• SOURCE:

• • •

16.3. Taxes. Subject to the provisions of Section 6.2.1, each Party shall be responsible, according to applicable Laws, for the timely payment of, and to such extent shall indemnify and hold harmless the other Parties against all Taxes arising out of or in connection with or attributable to the transactions contemplated by this Agreement. Subject to the provisions of Section 6.2.1, no payment due under this Agreement, including without limitation the Purchase Price, shall be increased or decreased due to any Taxes owed by any of the Parties.
16.4. Irrevocability and Indefeasibility. This Agreement is executed on an irrevocable and indefeasible basis.
16.5. Succession. This Agreement will be valid and binding on the Parties and their heirs and/or successors of any kind.

• • •

• GIVEN MATERIAL:

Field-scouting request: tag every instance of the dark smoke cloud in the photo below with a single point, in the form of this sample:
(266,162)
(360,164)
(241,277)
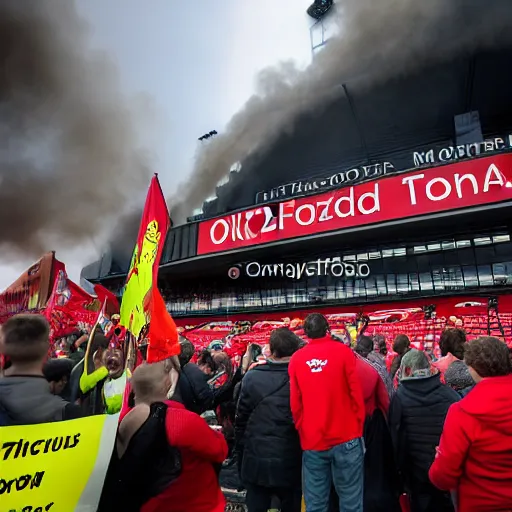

• • •

• TASKS TO COMPLETE:
- A) Copy the part of the contract excerpt starting with "16.3. Taxes. Subject" and going on through "and indefeasible basis.".
- B) List the headings of all the numbered sections in the contract excerpt.
- C) According to the contract excerpt, on what basis is the Agreement executed?
The material above comes from a different source than the contract excerpt.

• RESPONSES IN ORDER:
- A)
16.3. Taxes. Subject to the provisions of Section 6.2.1, each Party shall be responsible, according to applicable Laws, for the timely payment of, and to such extent shall indemnify and hold harmless the other Parties against all Taxes arising out of or in connection with or attributable to the transactions contemplated by this Agreement. Subject to the provisions of Section 6.2.1, no payment due under this Agreement, including without limitation the Purchase Price, shall be increased or decreased due to any Taxes owed by any of the Parties.
16.4. Irrevocability and Indefeasibility. This Agreement is executed on an irrevocable and indefeasible basis.

- B)
Taxes
Irrevocability and Indefeasibility
Succession

- C) It is executed on an irrevocable and indefeasible basis.